• _Task statement_:
Answer these questions from the incineration text:
1. What do basic scrubbers form when they remove sulfur dioxide by reaction with lime?
2. What is the process called in which NOx is reduced by a high temperature reaction with ammonia in the furnace?
3. About what share of the total ash does fly ash make up?

• _Text segment_:
Acid gas scrubbers are used to remove hydrochloric acid, nitric acid, hydrofluoric acid, mercury, lead and other heavy metals. Basic scrubbers remove sulfur dioxide, forming gypsum by reaction with lime.
Waste water from scrubbers must subsequently pass through a waste water treatment plant.
NOx is either reduced by catalytic reduction with ammonia in a catalytic converter (selective catalytic reduction, SCR) or by a high temperature reaction with ammonia in the furnace (selective non-catalytic reduction, SNCR).
Incineration produces fly ash and bottom ash just as is the case when coal is combusted. The total amount of ash produced by municipal solid waste incineration ranges from 4-10 % by volume and 15-20 % by weight of the original quantity of waste, and the fly ash amounts to about 10-20 % of the total ash. The fly ash, by far, constitutes more of a potential health hazard than does the bottom ash because the fly ash often contain high concentrations of heavy metals such as lead, cadmium, copper and zinc as well as small amounts of dioxins and furans. The bottom ash seldom contain significant levels of heavy metals. While fly ash is always regarded as hazardous waste, bottom ash is generally considered safe for regular landfill after a certain level of testing defined by the local legislation. Ash, which is considered hazardous, may generally only be disposed of in landfills which are carefully designed to prevent pollutants in the ash from leaching into underground aquifers - or after chemical treatment to reduce its leaching characteristics. In testing over the past decade, no ash from an incineration plant in the USA has ever been determined to be a hazardous waste. At present although some historic samples tested by the incinerator operators' group would meet the being ecotoxic criteria at present the EA say "we have agreed" to regard incinerator bottom ash as "non-hazardous" until the testing programme is complete.

• _Supplied material_:
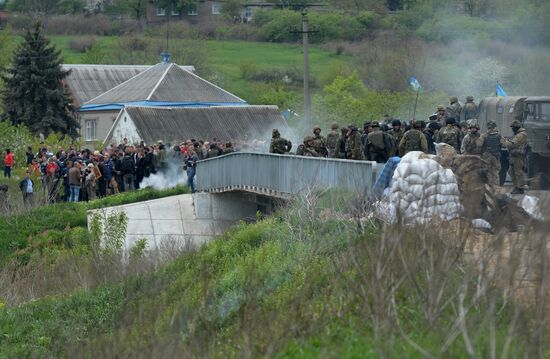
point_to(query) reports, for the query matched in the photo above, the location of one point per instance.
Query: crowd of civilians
(73, 175)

• _Response_:
1. Gypsum.
2. Selective non-catalytic reduction (SNCR).
3. About 10-20 % of the total ash.